What to do: The answer should contain every entry below, copied exactly.

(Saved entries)
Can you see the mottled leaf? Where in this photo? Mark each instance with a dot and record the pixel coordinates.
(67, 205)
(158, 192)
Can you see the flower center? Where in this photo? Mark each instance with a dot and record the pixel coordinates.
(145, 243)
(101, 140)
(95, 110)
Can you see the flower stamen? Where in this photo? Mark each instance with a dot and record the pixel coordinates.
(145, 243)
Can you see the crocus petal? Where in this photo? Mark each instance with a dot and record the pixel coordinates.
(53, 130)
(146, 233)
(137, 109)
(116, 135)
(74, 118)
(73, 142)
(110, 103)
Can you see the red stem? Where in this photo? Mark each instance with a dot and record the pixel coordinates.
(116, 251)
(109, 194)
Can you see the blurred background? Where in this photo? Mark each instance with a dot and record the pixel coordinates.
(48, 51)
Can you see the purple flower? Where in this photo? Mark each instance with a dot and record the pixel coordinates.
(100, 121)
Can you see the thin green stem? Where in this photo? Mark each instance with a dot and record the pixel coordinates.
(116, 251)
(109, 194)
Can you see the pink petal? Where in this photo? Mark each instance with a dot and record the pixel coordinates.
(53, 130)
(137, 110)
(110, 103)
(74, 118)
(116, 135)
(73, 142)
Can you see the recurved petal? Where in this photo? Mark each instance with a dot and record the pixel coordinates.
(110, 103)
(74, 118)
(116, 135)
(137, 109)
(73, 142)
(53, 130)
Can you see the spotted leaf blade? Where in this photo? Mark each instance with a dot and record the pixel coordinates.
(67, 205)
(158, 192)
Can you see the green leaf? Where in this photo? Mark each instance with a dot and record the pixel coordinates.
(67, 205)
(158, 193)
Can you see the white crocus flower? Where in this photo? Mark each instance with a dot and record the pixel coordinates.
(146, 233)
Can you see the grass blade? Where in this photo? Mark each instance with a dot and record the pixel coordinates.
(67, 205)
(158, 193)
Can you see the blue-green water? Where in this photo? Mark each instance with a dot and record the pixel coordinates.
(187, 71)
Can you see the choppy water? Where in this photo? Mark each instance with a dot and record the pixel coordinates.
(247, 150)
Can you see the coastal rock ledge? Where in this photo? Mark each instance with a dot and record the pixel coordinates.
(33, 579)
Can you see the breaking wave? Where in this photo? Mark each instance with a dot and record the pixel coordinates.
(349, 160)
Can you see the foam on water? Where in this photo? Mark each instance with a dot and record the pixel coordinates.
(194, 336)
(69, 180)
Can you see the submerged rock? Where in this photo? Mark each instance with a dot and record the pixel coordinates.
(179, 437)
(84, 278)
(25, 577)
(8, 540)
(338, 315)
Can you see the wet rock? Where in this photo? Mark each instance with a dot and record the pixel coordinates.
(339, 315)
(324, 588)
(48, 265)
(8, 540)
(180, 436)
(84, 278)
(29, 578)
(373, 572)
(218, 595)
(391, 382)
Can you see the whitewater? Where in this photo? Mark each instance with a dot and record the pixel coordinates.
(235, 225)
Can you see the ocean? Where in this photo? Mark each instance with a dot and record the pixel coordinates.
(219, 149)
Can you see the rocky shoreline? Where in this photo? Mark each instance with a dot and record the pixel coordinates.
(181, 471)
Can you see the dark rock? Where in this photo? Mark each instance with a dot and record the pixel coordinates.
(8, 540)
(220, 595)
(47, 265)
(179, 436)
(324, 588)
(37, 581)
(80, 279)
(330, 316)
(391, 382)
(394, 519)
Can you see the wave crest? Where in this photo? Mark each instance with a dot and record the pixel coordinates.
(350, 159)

Worked solution:
Can you see the mottled leaf? Where in this photo? Mark each instance with a dot and record the pixel coordinates.
(67, 205)
(158, 192)
Can you see the flower center? Where in this photo? Mark each instance with a dot and record the pixel coordinates.
(145, 243)
(101, 140)
(95, 110)
Can you see the flower stamen? Where in this photo? Mark each instance with a dot and record the pixel coordinates.
(145, 243)
Can you see the crocus petal? Where in this photo? Mark each instance with a dot and record the pixel coordinates.
(53, 130)
(146, 233)
(137, 109)
(116, 135)
(74, 118)
(73, 142)
(110, 103)
Can you see the red stem? Where in this photo? Mark each instance with a dot and record the pixel coordinates.
(116, 251)
(109, 194)
Can you see the blurred background? Where in this photo? Mark each instance with a dot and record the pixel coordinates.
(48, 51)
Can you see the purple flower? Where in this photo? Mark each instance with a dot and record the pixel coordinates.
(100, 121)
Can you see the thin green stem? Where in this photo? Mark each instance with a dot and record the pixel coordinates.
(116, 251)
(109, 194)
Can you see the pink petal? Where in this photo? Mark each instance with a dot and record the pixel coordinates.
(53, 130)
(137, 110)
(110, 103)
(74, 118)
(116, 135)
(73, 142)
Can you see the recurved petal? Where in this photo? Mark each instance with a dot and record the pixel coordinates.
(110, 103)
(74, 118)
(116, 135)
(137, 109)
(73, 142)
(53, 130)
Can you see the spotted leaf blade? Where in this photo? Mark each instance with a dot and record the pixel coordinates.
(67, 205)
(158, 192)
Can you see the green leaf? Where in this photo? Mark each instance with a dot and record the pixel coordinates.
(67, 205)
(158, 193)
Can you see the white crocus flower? Where in this photo? Mark each instance with a dot and record the pixel coordinates.
(146, 233)
Can you see the grass blade? Where in this photo? Mark each instance with a dot and record the pixel coordinates.
(67, 205)
(158, 193)
Can you see the blue-green water? Where in this photo? Mark each instance with a dot and record the pixel coordinates.
(187, 71)
Can you see the choppy water? Where in this photo? Mark each instance with a dot and record the pixel coordinates.
(247, 150)
Can you see the coastal rock ledge? Where in this photo? Mark each instance with a dot and record the pixel coordinates.
(33, 579)
Can you see the breaking wave? Where in this photo? Mark each instance with a dot and record the pixel coordinates.
(349, 160)
Can you see the foam on water? Where in this photo? Mark each instance with a dot and record the pixel coordinates.
(194, 336)
(69, 180)
Can you see the submerged rock? Where in this photo? Mark each instance with a dot and record the pixel coordinates.
(179, 437)
(84, 278)
(25, 577)
(8, 540)
(338, 315)
Can you see the wet rock? Where in this photo? Mark each instance with a dot and record the pixel coordinates.
(339, 315)
(324, 588)
(48, 265)
(8, 540)
(180, 436)
(84, 278)
(29, 578)
(373, 572)
(218, 595)
(391, 382)
Can you see the whitewater? Where in this photo? Mark each instance with a dot and record the pixel coordinates.
(235, 225)
Can you see the ocean? Where in this photo? Mark each instance with a dot and record the pixel coordinates.
(219, 149)
Can you see the rocky shoreline? Where in this photo? Mark each instance with a dot and record the pixel coordinates.
(181, 471)
Can you see the dark rock? Where in this photo? Mark each instance with a dot and record the pixel coordinates.
(8, 540)
(220, 595)
(47, 265)
(179, 436)
(324, 588)
(37, 581)
(80, 279)
(330, 316)
(391, 382)
(394, 519)
Can you see the wave crest? Where in this photo? Mark each instance with a dot and record the pixel coordinates.
(350, 159)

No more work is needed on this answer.